Shape labeling records

+++

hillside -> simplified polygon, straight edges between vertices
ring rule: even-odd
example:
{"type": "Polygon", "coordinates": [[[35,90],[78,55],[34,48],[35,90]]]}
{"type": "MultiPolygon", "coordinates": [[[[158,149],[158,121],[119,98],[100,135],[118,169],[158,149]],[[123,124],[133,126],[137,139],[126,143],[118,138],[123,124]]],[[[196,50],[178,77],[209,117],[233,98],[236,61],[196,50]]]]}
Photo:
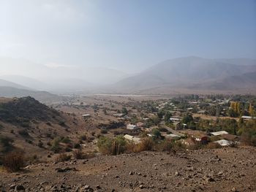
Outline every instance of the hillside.
{"type": "Polygon", "coordinates": [[[31,96],[46,104],[59,102],[64,97],[59,96],[47,91],[37,91],[25,88],[19,88],[10,86],[0,86],[0,97],[23,97],[31,96]]]}
{"type": "Polygon", "coordinates": [[[20,89],[30,89],[28,87],[25,87],[18,83],[12,82],[11,81],[0,79],[0,87],[12,87],[20,89]]]}
{"type": "MultiPolygon", "coordinates": [[[[246,59],[206,59],[198,57],[167,60],[145,70],[134,77],[126,78],[113,85],[122,91],[136,92],[142,90],[164,88],[219,89],[218,84],[232,77],[256,72],[256,61],[246,59]],[[253,65],[249,65],[249,64],[253,65]],[[208,87],[208,83],[213,83],[208,87]],[[214,83],[217,84],[214,85],[214,83]]],[[[230,89],[242,88],[246,75],[237,79],[230,89]]],[[[255,79],[247,80],[251,83],[255,79]]],[[[244,88],[244,87],[243,87],[244,88]]],[[[248,86],[248,88],[251,88],[248,86]]],[[[223,90],[222,88],[220,90],[223,90]]]]}
{"type": "Polygon", "coordinates": [[[197,84],[192,88],[201,88],[212,90],[255,90],[256,89],[256,72],[245,73],[241,75],[230,76],[214,82],[197,84]]]}
{"type": "MultiPolygon", "coordinates": [[[[31,97],[0,99],[0,139],[9,138],[13,142],[12,146],[26,149],[28,155],[43,154],[45,157],[54,138],[69,136],[75,139],[80,123],[72,116],[31,97]]],[[[8,151],[9,147],[1,144],[0,153],[8,151]]]]}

+++

_Task description_
Pull out each line in the rows above that contains the word "type".

_Output for this exercise_
{"type": "Polygon", "coordinates": [[[35,90],[78,55],[34,48],[35,90]]]}
{"type": "MultiPolygon", "coordinates": [[[[158,149],[158,121],[119,98],[100,135],[118,169],[158,149]],[[123,124],[133,126],[137,139],[126,143],[118,138],[123,124]]],[[[196,50],[178,77],[209,117],[233,98],[236,61],[196,50]]]]}
{"type": "Polygon", "coordinates": [[[31,96],[46,104],[59,102],[64,97],[59,96],[47,91],[37,91],[25,88],[19,88],[10,86],[0,86],[0,97],[23,97],[31,96]]]}
{"type": "Polygon", "coordinates": [[[20,89],[30,89],[28,87],[25,87],[18,83],[12,82],[11,81],[0,79],[0,87],[12,87],[20,89]]]}
{"type": "MultiPolygon", "coordinates": [[[[246,59],[206,59],[198,57],[167,60],[145,70],[134,77],[126,78],[113,85],[122,91],[136,92],[142,90],[164,88],[219,89],[218,84],[232,77],[256,72],[256,61],[246,59]],[[253,65],[249,65],[249,64],[253,65]],[[208,87],[208,83],[213,83],[208,87]],[[214,83],[217,84],[214,85],[214,83]]],[[[230,89],[242,88],[246,75],[237,79],[230,89]]],[[[255,79],[247,80],[251,83],[255,79]]],[[[244,88],[244,87],[243,87],[244,88]]],[[[248,86],[248,88],[251,88],[248,86]]],[[[223,90],[222,88],[220,90],[223,90]]]]}
{"type": "Polygon", "coordinates": [[[197,84],[192,88],[201,88],[212,90],[255,90],[256,89],[256,72],[245,73],[241,75],[230,76],[214,82],[197,84]]]}
{"type": "MultiPolygon", "coordinates": [[[[31,97],[0,99],[0,139],[9,138],[13,142],[12,146],[26,149],[28,155],[43,154],[45,157],[54,138],[69,136],[75,139],[80,123],[72,116],[31,97]]],[[[8,151],[9,147],[1,144],[0,153],[8,151]]]]}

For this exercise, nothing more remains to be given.